## EXERCISE OBJECTIVE
Turn the lines below, from the one containing "Note: we are tagging the blue" up to and including the one containing "[(491, 343), (151, 293), (531, 375)]", into a JSON list of strings with one string per line and no blank lines.

## DATA ENTRIES
● ● ●

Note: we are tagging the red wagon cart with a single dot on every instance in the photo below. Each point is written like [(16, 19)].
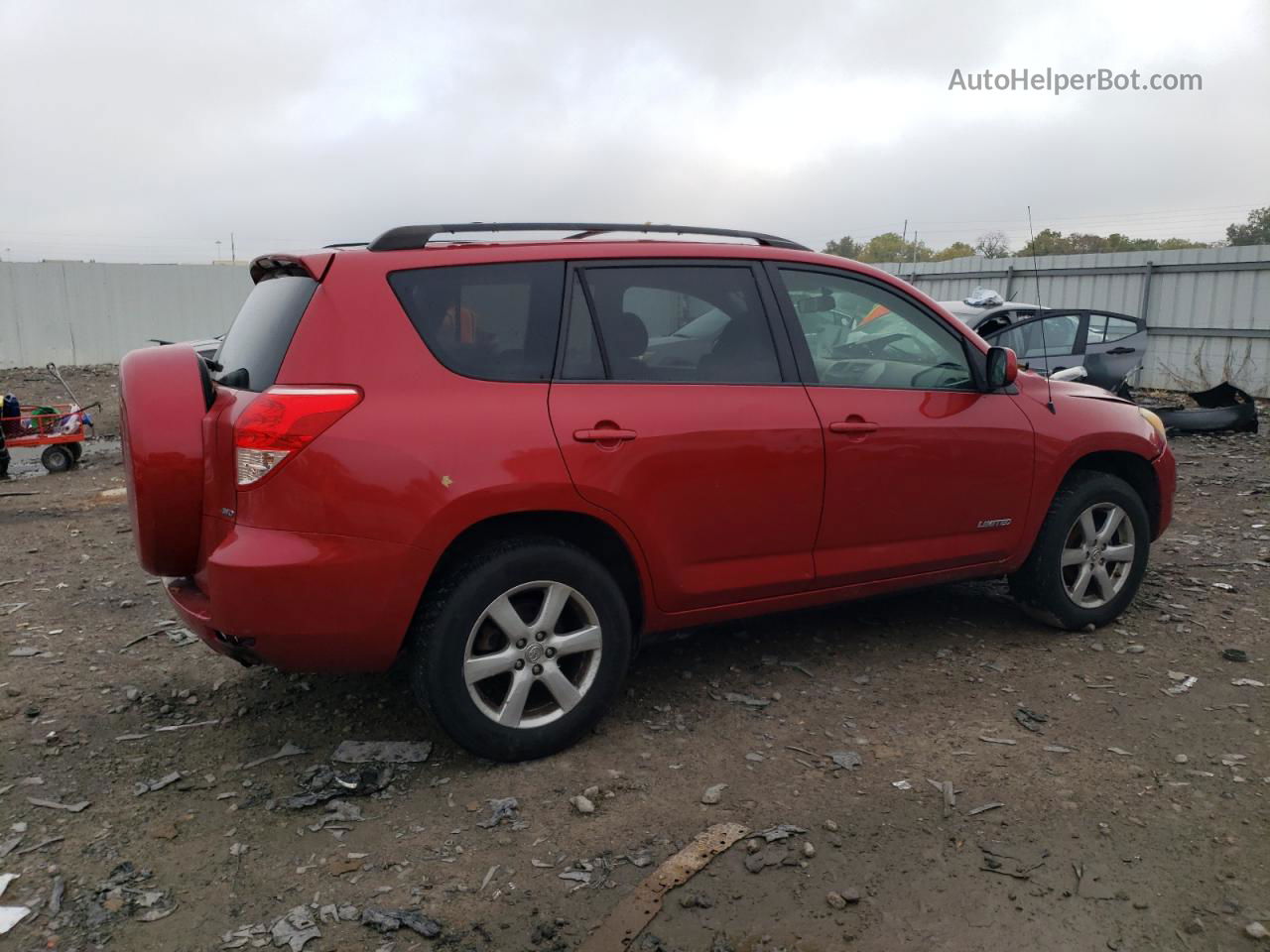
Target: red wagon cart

● ● ●

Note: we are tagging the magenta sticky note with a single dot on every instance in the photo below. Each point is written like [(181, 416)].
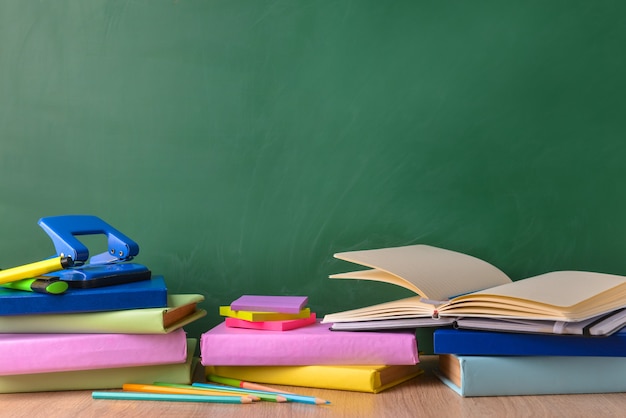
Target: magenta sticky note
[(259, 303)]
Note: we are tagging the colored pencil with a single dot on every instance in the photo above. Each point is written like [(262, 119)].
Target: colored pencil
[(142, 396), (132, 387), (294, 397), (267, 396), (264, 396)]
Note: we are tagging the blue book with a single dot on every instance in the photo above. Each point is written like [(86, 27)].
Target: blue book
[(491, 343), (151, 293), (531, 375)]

● ● ●

## OUTPUT FOR THIS TASK
[
  "Note: we are tagging the blue book with a single dot on every instance in the photo above. Each point is written like [(86, 27)].",
  "Target: blue book",
  "[(491, 343), (151, 293), (531, 375)]"
]